---------- Data shown

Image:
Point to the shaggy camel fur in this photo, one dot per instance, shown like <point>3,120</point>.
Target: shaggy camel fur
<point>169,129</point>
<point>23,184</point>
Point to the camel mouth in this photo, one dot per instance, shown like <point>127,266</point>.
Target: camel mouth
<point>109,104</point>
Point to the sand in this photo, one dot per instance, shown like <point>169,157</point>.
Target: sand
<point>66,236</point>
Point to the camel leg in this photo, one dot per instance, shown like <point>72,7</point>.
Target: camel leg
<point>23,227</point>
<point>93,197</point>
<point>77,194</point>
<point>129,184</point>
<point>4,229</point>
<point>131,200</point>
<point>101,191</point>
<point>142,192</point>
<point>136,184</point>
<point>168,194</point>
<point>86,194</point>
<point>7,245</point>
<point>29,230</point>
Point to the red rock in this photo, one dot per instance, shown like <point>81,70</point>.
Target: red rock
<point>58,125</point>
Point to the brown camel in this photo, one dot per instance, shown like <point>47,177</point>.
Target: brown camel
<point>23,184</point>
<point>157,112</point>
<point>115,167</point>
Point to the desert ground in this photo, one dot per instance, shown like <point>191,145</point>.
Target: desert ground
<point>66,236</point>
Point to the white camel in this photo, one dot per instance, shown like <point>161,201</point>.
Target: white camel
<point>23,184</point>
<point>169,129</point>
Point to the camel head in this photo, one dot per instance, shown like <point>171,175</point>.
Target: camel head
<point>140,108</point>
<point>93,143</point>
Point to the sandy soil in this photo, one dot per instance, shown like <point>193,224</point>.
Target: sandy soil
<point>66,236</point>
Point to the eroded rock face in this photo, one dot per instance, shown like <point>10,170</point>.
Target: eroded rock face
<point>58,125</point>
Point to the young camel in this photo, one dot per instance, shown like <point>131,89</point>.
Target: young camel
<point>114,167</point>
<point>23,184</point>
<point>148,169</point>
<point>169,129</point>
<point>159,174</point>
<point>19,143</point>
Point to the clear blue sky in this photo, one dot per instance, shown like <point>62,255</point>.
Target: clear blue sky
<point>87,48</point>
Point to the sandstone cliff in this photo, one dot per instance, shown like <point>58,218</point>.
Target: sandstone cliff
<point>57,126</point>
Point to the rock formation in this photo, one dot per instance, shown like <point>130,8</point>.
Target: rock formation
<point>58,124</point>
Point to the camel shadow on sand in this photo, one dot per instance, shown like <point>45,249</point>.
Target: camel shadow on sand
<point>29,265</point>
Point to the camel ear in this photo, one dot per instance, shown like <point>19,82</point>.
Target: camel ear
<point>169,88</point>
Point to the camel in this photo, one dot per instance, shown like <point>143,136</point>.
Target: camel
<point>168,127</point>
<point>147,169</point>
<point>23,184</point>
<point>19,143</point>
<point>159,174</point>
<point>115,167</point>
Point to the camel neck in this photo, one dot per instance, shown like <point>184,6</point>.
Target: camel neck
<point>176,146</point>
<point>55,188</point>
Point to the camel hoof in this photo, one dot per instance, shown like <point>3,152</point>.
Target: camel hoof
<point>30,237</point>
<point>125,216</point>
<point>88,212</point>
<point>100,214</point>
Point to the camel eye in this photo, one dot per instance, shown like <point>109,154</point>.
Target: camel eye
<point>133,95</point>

--------------------
---------- Data shown

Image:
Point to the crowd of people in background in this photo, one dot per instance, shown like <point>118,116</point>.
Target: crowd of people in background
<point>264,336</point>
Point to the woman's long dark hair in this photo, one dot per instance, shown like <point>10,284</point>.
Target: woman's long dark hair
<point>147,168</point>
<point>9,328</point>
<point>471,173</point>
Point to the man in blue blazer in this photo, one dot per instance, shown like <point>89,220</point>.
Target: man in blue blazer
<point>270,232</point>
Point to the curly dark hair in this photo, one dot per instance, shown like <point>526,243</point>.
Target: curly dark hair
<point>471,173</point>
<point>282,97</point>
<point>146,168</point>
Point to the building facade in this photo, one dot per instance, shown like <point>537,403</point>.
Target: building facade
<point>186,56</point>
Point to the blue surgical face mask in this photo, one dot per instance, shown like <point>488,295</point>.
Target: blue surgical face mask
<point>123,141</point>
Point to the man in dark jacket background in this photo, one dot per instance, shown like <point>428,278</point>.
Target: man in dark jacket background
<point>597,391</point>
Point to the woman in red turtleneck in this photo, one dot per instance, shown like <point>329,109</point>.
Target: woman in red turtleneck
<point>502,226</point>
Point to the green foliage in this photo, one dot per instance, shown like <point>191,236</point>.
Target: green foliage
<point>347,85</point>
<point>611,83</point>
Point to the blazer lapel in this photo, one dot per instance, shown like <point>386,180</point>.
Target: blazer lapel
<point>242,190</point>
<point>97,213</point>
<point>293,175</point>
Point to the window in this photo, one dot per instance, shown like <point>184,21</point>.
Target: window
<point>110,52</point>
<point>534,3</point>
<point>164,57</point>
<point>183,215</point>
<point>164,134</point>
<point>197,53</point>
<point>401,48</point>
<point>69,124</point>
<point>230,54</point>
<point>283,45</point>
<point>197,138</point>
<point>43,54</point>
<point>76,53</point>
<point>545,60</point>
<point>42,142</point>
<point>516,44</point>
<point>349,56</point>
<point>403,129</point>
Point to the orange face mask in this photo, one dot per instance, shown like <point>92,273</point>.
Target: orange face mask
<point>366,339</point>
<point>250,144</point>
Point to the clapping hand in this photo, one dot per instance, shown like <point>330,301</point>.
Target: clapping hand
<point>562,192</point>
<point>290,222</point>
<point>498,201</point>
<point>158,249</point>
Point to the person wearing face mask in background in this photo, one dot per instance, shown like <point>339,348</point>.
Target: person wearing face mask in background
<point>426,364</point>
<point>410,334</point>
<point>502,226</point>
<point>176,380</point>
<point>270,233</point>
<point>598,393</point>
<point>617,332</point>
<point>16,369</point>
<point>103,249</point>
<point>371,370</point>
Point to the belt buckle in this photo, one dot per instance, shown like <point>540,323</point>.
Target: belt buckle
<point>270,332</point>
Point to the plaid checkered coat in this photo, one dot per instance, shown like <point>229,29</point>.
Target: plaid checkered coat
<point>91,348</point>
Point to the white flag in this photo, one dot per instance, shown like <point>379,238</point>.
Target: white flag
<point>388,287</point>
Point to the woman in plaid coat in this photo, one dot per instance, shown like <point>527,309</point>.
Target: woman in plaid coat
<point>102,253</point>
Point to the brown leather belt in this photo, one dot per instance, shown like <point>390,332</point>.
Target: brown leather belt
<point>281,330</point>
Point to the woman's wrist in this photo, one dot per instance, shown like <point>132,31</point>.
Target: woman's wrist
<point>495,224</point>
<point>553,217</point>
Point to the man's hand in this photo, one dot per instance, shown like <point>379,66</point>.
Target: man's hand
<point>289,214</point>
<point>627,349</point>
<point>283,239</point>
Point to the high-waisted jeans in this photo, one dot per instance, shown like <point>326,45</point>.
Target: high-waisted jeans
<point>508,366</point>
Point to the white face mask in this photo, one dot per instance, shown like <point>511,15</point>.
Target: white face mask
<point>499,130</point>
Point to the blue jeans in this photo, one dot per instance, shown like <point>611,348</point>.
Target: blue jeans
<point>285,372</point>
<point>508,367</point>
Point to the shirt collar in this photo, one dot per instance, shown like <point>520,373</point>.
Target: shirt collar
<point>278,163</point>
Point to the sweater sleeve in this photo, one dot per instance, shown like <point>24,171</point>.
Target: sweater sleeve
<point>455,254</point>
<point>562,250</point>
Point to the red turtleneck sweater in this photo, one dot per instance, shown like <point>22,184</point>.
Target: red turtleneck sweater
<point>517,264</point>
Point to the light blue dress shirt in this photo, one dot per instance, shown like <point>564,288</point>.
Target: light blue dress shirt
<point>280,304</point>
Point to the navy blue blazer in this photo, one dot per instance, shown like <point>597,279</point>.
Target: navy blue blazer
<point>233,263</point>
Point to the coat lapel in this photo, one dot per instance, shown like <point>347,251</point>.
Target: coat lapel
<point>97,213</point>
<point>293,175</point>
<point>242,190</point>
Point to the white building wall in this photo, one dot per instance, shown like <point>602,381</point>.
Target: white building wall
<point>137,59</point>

--------------------

Task to complete —
Filter the material above and copy out every line in which the string "surgical" appears.

Full output —
Point to the blue surgical face mask in this photo, one dot per instance, shown like <point>488,295</point>.
Target: blue surgical face mask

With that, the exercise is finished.